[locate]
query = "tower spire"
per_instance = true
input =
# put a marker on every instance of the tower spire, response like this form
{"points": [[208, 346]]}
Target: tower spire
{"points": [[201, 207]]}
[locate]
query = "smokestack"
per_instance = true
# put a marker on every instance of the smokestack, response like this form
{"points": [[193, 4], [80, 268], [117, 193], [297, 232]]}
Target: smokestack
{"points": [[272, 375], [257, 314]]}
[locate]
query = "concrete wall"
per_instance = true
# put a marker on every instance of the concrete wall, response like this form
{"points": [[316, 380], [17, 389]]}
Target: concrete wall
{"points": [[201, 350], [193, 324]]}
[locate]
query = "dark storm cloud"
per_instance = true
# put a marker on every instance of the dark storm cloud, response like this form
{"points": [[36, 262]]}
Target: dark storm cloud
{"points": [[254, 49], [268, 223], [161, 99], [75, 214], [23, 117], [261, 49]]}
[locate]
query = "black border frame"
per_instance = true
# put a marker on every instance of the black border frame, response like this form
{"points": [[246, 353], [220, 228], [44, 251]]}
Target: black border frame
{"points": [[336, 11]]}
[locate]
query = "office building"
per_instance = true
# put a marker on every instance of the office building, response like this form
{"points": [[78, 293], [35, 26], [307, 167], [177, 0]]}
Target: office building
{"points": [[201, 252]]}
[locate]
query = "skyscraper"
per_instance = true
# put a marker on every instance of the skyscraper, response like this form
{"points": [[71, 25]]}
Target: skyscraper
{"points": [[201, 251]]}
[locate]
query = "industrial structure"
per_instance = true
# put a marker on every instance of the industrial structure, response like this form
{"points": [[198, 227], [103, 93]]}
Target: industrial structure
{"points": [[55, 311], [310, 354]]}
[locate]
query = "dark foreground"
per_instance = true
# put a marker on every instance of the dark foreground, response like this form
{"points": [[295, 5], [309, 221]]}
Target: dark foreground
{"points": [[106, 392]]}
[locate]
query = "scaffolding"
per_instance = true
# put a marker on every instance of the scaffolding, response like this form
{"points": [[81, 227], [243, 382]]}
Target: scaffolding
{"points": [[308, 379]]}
........
Show the lines where the word "form" appears in the entries.

» FINISHED TASK:
# put a marker on every instance of the tower spire, response like this form
# put a marker on every instance of the smokestack, response like this form
# put a marker on every instance of the concrete wall, response like this form
# put a marker on every instance of the dark storm cloud, response like this form
# put a marker on every instance of the black border frame, response like this form
# put a marker on every instance of the office building, response like this form
# put a marker on every instance of the skyscraper, response like this form
# put a marker on every instance of the industrial structure, response like this form
# put a marker on every instance of the dark foreground, response like this form
# put a marker on every instance of the scaffolding, response like this form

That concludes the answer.